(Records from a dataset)
>> begin

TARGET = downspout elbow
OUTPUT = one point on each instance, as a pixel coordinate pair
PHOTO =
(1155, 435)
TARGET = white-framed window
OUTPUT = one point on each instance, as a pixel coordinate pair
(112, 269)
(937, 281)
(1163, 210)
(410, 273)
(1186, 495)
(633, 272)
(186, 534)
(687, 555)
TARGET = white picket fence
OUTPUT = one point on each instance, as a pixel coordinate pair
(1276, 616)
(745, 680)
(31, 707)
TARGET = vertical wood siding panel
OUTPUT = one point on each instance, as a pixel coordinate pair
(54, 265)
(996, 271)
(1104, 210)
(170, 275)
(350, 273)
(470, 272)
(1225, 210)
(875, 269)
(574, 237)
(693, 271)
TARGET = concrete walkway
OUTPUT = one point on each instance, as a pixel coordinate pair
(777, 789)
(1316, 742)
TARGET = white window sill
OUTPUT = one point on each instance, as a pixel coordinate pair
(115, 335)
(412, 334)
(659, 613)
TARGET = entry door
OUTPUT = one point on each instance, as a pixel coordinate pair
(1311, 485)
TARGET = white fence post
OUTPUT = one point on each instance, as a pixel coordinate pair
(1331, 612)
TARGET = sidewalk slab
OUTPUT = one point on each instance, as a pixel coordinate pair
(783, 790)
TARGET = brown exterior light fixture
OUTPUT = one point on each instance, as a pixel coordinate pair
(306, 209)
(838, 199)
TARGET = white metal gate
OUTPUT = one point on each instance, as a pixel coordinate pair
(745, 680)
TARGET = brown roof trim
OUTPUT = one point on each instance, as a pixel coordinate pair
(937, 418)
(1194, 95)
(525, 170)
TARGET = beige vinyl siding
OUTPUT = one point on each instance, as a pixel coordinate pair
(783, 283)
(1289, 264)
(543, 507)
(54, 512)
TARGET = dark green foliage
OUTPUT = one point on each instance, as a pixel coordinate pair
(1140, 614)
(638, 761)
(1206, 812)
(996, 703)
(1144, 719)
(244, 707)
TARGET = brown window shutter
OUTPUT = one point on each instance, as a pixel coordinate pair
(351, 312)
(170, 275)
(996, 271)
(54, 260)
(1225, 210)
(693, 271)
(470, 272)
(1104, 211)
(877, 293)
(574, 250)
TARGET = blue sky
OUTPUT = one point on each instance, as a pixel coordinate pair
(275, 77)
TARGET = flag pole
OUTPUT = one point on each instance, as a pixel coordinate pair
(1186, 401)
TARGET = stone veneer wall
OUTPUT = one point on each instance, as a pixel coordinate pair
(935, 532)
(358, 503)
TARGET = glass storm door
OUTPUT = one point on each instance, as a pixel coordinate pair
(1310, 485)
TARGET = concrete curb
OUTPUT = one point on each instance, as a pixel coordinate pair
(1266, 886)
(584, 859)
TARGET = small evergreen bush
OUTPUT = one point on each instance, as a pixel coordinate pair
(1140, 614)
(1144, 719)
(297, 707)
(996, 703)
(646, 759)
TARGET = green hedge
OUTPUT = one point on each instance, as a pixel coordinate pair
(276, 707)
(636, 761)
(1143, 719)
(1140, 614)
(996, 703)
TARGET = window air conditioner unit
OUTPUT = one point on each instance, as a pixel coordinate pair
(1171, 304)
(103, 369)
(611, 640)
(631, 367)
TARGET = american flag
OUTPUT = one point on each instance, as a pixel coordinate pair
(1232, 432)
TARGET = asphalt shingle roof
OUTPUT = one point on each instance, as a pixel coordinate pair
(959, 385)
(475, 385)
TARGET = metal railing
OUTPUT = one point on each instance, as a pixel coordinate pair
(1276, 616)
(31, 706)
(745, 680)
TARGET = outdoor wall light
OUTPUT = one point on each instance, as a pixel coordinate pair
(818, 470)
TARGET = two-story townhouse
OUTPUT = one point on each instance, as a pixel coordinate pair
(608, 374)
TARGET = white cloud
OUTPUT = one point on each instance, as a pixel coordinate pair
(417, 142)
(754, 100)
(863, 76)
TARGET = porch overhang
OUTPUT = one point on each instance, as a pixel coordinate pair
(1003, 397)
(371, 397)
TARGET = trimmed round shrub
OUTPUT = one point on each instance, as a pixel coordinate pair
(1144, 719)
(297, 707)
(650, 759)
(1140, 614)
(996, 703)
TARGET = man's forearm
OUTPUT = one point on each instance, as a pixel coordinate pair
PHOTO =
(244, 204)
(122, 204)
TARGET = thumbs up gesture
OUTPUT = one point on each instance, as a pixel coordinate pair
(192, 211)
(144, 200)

>> end

WRITTEN TASK -
Quote, without any change, each line from the one that contains "TARGET = metal railing" through the end of the material.

RESPONSE -
TARGET = metal railing
OUTPUT = one point on each instance, as a pixel coordinate pair
(1276, 616)
(31, 706)
(745, 680)
TARGET = outdoor wall light
OUTPUT = one point on each instance, as a pixel coordinate pair
(818, 470)
TARGET = two-story townhouse
OUTPUT = one point on each instance, as a pixel coordinate pair
(608, 374)
TARGET = white cloud
OUTPUT = one point on each instance, as a pixel coordinate pair
(417, 142)
(754, 100)
(863, 76)
TARGET = porch overhang
OUTPUT = one point on each instance, as a pixel coordinate pair
(1003, 397)
(371, 397)
TARGET = trimmed round shrub
OUTPUT = one point on each instance, as a pixel coordinate pair
(1144, 719)
(297, 707)
(650, 759)
(1140, 614)
(996, 703)
TARGET = man's forearm
OUTPUT = one point on each instance, as a pixel coordinate pair
PHOTO =
(244, 204)
(122, 204)
TARGET = thumbs up gesture
OUTPUT = one point on each instance, as a pixel coordinate pair
(192, 211)
(144, 200)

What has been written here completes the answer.